Science and faith part 1 kiwiconnexion practical theology

Science and faith part 1 kiwiconnexion practical theology


David B: Welcome along to Live On Air this
evening. We’re particularly grateful that David Lorimer from the Scientific and Medical
Network has been able to join with us. David has been instrumental in bringing the network’s
news and its opinions and views, and scientific papers and so on – he’s been bringing them
to public attention now for a very long time. Would you like to just tell us a little bit
about your background, and a brief overview of the Scientific and Medical Network?
David L: Yes, thank you David. I’ve been working with the network now since 1986, so that’s
over 30 years. Prior to that I was teaching French, German and philosophy mainly at an
old public school called Winchester College. While I was there I wrote my first book, which
was called Survival? This is in fact going to come out again. Both my books are being
re-printed towards the end of the year with slightly different titles. So it’s quite exciting
to see them coming back into print after them being out of print for well over 20 years.
So, my interests have grown with those of the network, if you like, but I was involved
in the 1980s a lot in Near Death Experiences, and the implications of Near Death Experiences.

# EXTRACTED MATERIAL
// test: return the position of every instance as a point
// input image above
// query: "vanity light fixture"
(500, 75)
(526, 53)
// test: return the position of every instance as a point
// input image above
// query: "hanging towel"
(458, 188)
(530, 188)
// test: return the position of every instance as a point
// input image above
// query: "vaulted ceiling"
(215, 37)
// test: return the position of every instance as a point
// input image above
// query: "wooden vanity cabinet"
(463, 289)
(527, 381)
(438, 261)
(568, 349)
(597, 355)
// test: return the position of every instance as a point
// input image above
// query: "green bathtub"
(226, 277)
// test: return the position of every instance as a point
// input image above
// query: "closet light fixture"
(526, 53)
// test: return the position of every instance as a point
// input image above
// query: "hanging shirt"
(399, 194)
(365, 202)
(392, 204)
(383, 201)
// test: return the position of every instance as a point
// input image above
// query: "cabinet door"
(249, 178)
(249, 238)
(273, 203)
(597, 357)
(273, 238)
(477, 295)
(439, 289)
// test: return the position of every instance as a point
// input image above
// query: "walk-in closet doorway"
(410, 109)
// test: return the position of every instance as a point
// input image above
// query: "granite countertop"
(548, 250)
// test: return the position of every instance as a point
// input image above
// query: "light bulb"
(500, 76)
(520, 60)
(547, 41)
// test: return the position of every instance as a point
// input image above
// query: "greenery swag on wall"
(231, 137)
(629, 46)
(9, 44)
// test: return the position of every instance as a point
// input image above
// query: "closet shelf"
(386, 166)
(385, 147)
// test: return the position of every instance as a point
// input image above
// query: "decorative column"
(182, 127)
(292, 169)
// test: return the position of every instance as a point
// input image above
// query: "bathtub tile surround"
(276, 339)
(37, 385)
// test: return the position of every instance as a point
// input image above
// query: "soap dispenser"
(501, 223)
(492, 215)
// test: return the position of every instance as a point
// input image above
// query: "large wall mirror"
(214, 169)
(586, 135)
* * *
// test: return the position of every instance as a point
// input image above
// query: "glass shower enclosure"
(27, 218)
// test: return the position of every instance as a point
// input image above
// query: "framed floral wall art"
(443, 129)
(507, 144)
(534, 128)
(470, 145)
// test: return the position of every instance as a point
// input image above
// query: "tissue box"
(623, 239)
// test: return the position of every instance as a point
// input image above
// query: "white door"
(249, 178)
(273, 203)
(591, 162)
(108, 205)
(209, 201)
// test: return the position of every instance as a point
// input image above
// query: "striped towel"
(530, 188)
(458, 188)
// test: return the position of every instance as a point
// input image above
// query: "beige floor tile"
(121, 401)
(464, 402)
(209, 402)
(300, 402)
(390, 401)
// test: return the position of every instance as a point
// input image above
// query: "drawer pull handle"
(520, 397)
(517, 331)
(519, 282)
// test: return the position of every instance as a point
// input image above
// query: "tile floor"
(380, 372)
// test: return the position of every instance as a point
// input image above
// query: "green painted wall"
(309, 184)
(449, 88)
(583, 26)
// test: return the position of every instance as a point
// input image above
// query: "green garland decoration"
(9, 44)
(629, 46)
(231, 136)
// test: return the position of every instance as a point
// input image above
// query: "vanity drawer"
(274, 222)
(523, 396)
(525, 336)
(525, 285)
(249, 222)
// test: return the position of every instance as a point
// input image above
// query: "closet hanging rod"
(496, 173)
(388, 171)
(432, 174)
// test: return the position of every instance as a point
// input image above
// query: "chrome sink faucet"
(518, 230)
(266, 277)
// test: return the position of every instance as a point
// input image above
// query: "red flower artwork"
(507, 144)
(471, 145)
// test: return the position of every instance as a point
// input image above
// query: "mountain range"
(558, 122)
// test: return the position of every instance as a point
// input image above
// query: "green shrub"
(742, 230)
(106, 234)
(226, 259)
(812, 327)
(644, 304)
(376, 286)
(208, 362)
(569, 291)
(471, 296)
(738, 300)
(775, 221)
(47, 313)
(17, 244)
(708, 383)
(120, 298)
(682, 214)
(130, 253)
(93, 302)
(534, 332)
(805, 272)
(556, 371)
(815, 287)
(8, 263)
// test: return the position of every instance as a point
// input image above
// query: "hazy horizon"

# TASK STATEMENT
Please retype the science and faith interview above word for word, everything from "David B: Welcome" down to "and Medical Network?".

# TASK ANSWER
David B: Welcome along to Live On Air this
evening. We’re particularly grateful that David Lorimer from the Scientific and Medical
Network has been able to join with us. David has been instrumental in bringing the network’s
news and its opinions and views, and scientific papers and so on – he’s been bringing them
to public attention now for a very long time. Would you like to just tell us a little bit
about your background, and a brief overview of the Scientific and Medical Network?